Written instruction a. In the forum thread about static pods, which Kubernetes version does vas report running?

Static pod problem: mirror pod not created if imagePullSecrets set

vas · May 19, 2021, 2:19am

Dear Colleagues,

I’ve created a static pod as described in Create static Pods | Kubernetes and I see the mirror pod all right in kubectl get pods. However, if I add a list of imagePullSecrets to the static pod spec, a mirror pod is not created though the pod itself is seems running (I see it in docker container ls output on its node). As soon as I remove “imagePullSecrets” from the static pod manifest, I am able to see the mirror pod again.

What am I doing wrong and where do I look for debug info?

K8s v1.21.1 on Debian Buster amd64, non-cloud setup with kubeadm.

vas · May 19, 2021, 7:30am

I could probably use a regular pod with a nodeSelector instead of a static pod. However, I cannot make a regular pod restart after its node has been down for a while. I think the controller forgets about it (the pod enters the Terminating state) and never comes back alive when its node comes back alive. I have to reapply the pod definition to make it run again.

mrbobbytables · May 19, 2021, 11:21am

Static pods bypass admission control and don’t have access to secrets, they are controlled by kubelet directly and not a higher level controller. Their direct use highly discouraged unless you have to control something completely out of band from kubernetes directly.

mrbobbytables · May 19, 2021, 11:30am

Have you looked at DaemonSets ? Their design purpose is to run on a per node basis and might fit your use-case better.

thepip3r · May 19, 2021, 11:20pm

Or Deployment or StatefulSet – but don’t use a static Pod…

vas · May 20, 2021, 2:35am

All right, I won’t use a static pod. But questions remain:

Can a Deployment be bound to one particular node, like a pod with a nodeSelector?

Written instruction b. In the listing below, offset every coordinate by adding 137 to each number, and write out again only the lines from the line with "# test: pointer emits one marker per instance of the hiking" up to and including the line with "x=333 y=292". Leave the pictures out of your answer.

Rows from a pointing dataset
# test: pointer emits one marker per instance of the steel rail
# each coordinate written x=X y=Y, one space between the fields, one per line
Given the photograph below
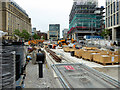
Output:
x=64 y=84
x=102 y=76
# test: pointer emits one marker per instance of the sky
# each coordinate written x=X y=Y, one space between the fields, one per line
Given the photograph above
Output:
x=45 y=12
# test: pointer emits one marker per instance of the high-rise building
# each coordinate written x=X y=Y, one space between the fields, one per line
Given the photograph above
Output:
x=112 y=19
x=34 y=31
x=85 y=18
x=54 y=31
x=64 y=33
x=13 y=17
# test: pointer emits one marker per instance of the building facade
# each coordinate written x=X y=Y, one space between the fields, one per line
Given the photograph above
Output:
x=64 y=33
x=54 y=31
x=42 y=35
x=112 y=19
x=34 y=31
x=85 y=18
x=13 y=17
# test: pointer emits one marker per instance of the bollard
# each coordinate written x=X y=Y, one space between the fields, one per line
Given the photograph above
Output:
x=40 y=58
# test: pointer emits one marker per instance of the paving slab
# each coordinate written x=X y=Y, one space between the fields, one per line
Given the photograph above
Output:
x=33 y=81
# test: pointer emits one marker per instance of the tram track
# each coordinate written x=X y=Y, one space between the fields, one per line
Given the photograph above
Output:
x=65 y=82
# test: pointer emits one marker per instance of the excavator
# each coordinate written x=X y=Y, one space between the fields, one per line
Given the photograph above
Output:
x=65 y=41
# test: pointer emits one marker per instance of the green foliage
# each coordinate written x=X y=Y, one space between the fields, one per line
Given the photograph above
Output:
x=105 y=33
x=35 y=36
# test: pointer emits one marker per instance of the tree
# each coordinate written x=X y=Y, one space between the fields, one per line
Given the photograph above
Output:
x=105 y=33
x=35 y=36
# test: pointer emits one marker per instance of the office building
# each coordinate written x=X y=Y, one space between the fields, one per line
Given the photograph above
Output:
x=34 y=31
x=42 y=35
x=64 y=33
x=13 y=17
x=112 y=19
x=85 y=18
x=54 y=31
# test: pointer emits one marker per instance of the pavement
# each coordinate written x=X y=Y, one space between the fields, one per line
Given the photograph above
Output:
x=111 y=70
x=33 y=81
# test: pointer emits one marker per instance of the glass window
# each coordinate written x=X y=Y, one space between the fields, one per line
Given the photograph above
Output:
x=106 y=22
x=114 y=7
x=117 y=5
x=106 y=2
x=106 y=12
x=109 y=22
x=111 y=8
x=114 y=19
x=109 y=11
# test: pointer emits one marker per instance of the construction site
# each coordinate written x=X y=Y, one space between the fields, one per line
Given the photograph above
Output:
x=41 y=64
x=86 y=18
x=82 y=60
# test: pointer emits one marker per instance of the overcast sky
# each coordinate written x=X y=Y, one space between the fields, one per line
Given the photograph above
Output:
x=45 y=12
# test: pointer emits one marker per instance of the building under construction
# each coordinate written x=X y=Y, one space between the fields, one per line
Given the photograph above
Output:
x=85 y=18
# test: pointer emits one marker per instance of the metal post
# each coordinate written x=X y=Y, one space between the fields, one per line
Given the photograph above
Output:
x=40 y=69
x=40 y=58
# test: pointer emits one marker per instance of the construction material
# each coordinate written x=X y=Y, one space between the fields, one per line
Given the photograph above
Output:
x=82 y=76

* * *

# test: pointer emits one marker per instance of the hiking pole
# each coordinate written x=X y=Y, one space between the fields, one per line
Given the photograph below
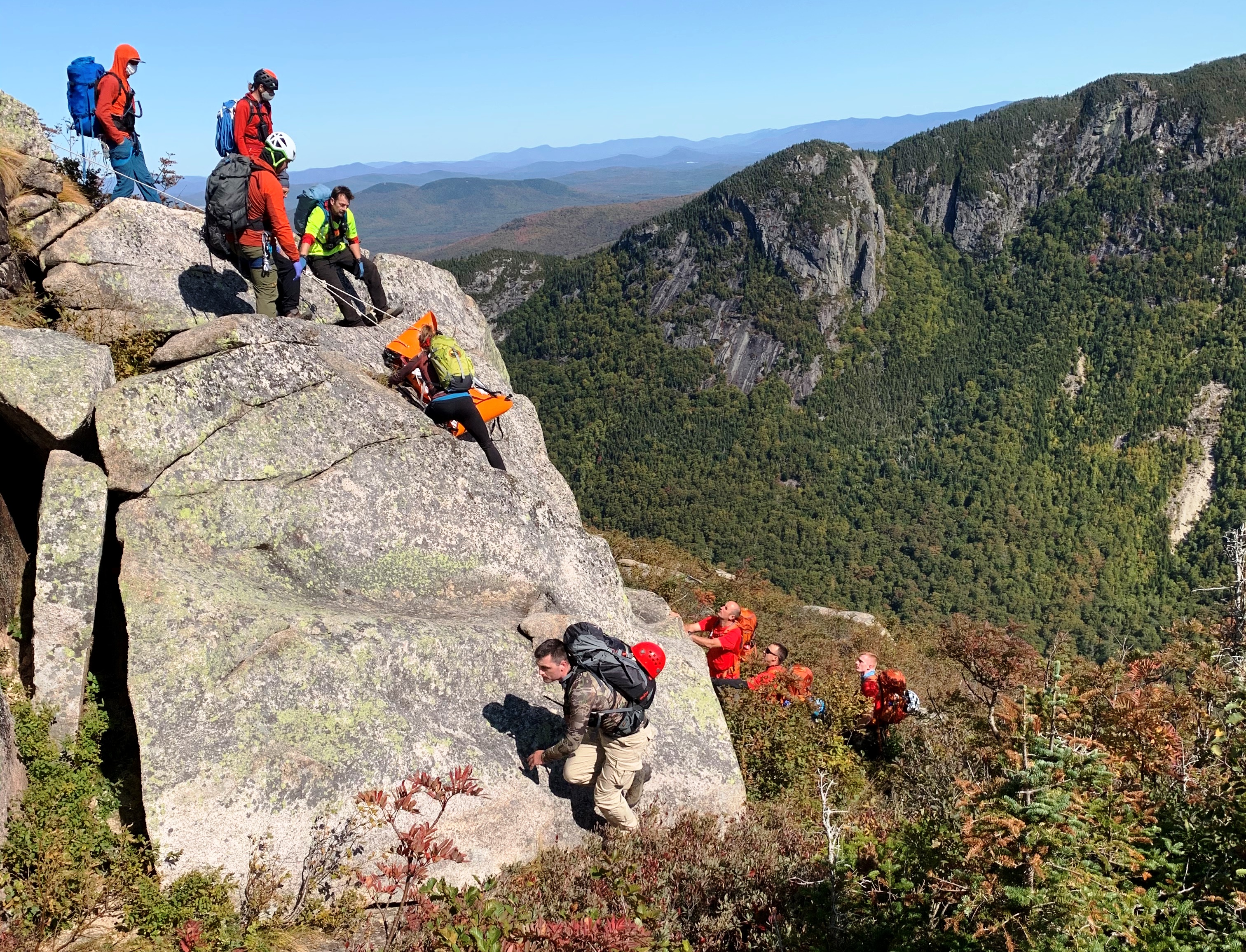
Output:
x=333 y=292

Worked solution a. v1.21.1

Worked solution b.
# test: pointer emits one marker per instance of the hiking pole
# each coordinate written x=X y=Y, one space between the fields, one per line
Given the photograph below
Output:
x=470 y=429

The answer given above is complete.